Por Mariluce Moura*, com ilustração de Nara Lacerda

Um novo INCT liderado pela USP se une aos esforços para produzir conhecimentos e inovação inspiradores a uma política de estado permanente contra a fome e a insegurança alimentar

A fome, disseram Silvia Helena Galvão de Miranda e Marcelo Cândido da Silva em artigo publicado no Estadão em 8 de maio passado, “está presente no Brasil desde a sua mais grave e dolorosa forma, quando as pessoas não têm acesso sequer a uma refeição diária, até aqueles casos em que, embora se alimentem, estão mal nutridas. É a insegurança alimentar em seus diversos níveis, que gera problemas de saúde pública, da subnutrição à obesidade.”

Os dois pesquisadores, professores titulares da Universidade de São Paulo (USP) – ela da Escola Superior de Agricultura Luiz de Queiroz (Esalq) e ele da Faculdade de Filosofia, Letras e Ciências Humanas (FFLCH) -, abordavam ali os resultados do trabalho de um grupo (GT) criado pela reitoria da USP que ambos coordenaram de setembro de 2021 a janeiro de 2023. Resultados robustos, registre-se, para os quais se empenharam 26 pesquisadores da universidade, apresentados num relatório que contém 39 propostas voltadas a políticas públicas de combate à insegurança alimentar e à fome.

Esse documento, entretanto, não guarda todos os resultados acadêmicos e institucionais do trabalho.

Os estudos do GT, além de uma análise das características da fome que abate o Brasil e das propostas de políticas públicas para enfrentá-la, orientadas pela concepção de que é essencial articulá-las para que o combate à fome e à insegurança alimentar se torne uma política de estado duradoura, deu origem a um novo e maior aglomerado dinâmico de pesquisa, não previsto em sua gênese nem em boa parte do percurso do grupo. Trata-se do Instituto Nacional de Ciência e Tecnologia de Combate à Fome, oficialmente lançado junto com a apresentação do relatório do GT, em 26 de abril passado, e cuja criação fora aprovada pelo Conselho Nacional de Desenvolvimento Científico e Tecnológico (CNPq) no final de dezembro do ano passado.

 

Esse novo instituto, com o nome completo “INCT Combate à Fome: Estratégias e políticas públicas para a realização do direito humano à alimentação adequada – Abordagem transdisciplinar de sistemas alimentares com apoio de Inteligência Artificial”, tem pela frente o desafio de contribuir de forma decisiva para ampliar os conhecimentos produzidos em seu campo transdisciplinar de pesquisa, inclusive suas possíveis aplicações, e torná-los socialmente mais influentes.

Certamente isso será tanto mais efetivo, como tem destacado a coordenadora do novo instituto, a pesquisadora Dirce Maria Lobo Marchioni, professora titular da Faculdade de Saúde Pública da USP, quanto mais intensa for a articulação do INCT com os vários setores responsáveis pelas políticas públicas de combate à fome e mais fecundo seu diálogo com a sociedade. Tem-se em mente, claro, a sociedade como um todo, que precisa ser informada e sensibilizada sempre sobre as várias facetas dessa macro questão nacional, mas em especial os segmentos sociais mais vulneráveis, que têm um caminho a percorrer para se apropriar da compreensão da garantia de uma alimentação saudável como direito básico e inalienável de todas as cidadãs e todos os cidadãos.

### LINHAS FORNECIDAS
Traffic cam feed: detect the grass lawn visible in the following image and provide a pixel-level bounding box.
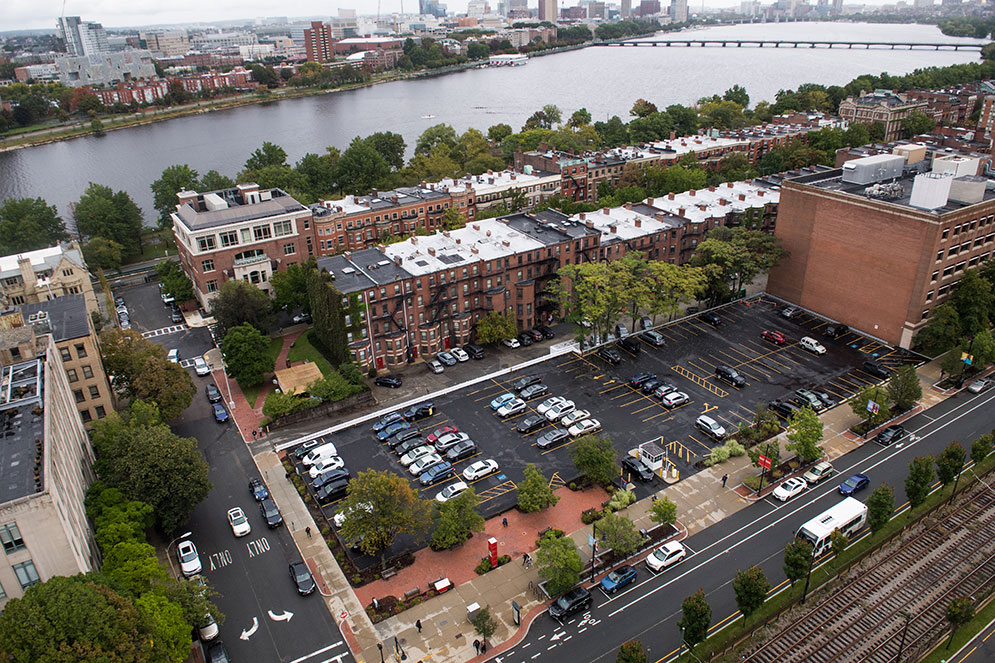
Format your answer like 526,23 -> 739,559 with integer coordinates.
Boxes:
238,337 -> 283,407
287,332 -> 335,377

### EXERCÍCIO ESCRITO A
Responda com base no trecho sobre o combate à fome:
(i) Quantas propostas contém o relatório do GT?
(ii) Em que data o INCT de Combate à Fome foi oficialmente lançado?
(iii) Quem coordena o novo instituto?
### EXERCÍCIO ESCRITO B
Reproduza sem alterações a passagem do trecho sobre o combate à fome que vai de "Os dois pesquisadores, professores" até "alimentar e à fome.".
As linhas não fazem falta para a resolução.

### RESPOSTA FINAL A
(i) 39 propostas.
(ii) Em 26 de abril.
(iii) A pesquisadora Dirce Maria Lobo Marchioni, professora titular da Faculdade de Saúde Pública da USP.

### RESPOSTA FINAL B
Os dois pesquisadores, professores titulares da Universidade de São Paulo (USP) – ela da Escola Superior de Agricultura Luiz de Queiroz (Esalq) e ele da Faculdade de Filosofia, Letras e Ciências Humanas (FFLCH) -, abordavam ali os resultados do trabalho de um grupo (GT) criado pela reitoria da USP que ambos coordenaram de setembro de 2021 a janeiro de 2023. Resultados robustos, registre-se, para os quais se empenharam 26 pesquisadores da universidade, apresentados num relatório que contém 39 propostas voltadas a políticas públicas de combate à insegurança alimentar e à fome.